TASK STATEMENT - Gather every line of the records below that contains the string "railing" and copy each one. Match case exactly.

DATA -

↓

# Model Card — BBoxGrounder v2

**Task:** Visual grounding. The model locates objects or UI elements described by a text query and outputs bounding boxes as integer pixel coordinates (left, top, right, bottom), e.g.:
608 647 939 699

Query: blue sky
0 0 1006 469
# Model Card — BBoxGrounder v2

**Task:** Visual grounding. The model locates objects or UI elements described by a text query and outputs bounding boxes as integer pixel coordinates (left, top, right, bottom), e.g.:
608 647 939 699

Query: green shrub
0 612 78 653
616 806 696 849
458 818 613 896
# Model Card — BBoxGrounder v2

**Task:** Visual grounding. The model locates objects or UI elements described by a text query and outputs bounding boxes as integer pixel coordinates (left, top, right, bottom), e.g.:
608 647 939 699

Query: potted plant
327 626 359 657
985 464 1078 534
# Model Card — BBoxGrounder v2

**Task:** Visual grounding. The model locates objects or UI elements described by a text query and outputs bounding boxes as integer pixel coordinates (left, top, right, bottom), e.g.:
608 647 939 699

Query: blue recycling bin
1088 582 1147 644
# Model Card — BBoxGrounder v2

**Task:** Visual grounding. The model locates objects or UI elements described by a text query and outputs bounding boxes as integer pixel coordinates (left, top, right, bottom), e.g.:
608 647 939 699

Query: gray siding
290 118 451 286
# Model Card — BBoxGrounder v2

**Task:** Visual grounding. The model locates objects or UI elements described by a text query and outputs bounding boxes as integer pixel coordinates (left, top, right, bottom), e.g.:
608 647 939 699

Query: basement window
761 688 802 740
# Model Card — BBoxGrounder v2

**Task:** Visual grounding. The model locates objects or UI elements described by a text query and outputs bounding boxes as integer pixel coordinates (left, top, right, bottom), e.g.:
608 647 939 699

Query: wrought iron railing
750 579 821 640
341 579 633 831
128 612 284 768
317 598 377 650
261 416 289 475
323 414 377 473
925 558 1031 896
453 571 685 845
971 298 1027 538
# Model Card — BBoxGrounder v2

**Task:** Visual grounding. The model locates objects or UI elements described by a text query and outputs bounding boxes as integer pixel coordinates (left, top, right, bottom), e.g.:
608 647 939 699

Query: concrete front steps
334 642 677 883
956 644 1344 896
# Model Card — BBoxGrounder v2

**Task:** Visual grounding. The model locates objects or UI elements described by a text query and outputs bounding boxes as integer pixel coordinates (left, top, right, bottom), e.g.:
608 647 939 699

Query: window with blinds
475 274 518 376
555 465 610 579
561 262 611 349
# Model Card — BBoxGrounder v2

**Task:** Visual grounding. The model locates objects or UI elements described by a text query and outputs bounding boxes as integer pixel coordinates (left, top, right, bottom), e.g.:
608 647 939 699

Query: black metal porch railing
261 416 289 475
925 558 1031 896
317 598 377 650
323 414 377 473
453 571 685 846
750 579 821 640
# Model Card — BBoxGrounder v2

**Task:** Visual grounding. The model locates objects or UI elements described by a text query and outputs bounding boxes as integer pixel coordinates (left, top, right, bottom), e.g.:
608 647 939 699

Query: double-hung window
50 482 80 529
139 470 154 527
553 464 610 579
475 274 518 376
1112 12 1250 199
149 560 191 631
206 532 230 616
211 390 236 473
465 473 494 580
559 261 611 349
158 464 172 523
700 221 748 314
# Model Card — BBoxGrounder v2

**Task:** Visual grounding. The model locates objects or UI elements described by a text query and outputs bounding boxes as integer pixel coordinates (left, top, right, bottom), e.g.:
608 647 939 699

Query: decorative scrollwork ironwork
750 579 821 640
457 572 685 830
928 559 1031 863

↑

TASK OUTPUT -
Query: wrought iron railing
Query: black metal porch railing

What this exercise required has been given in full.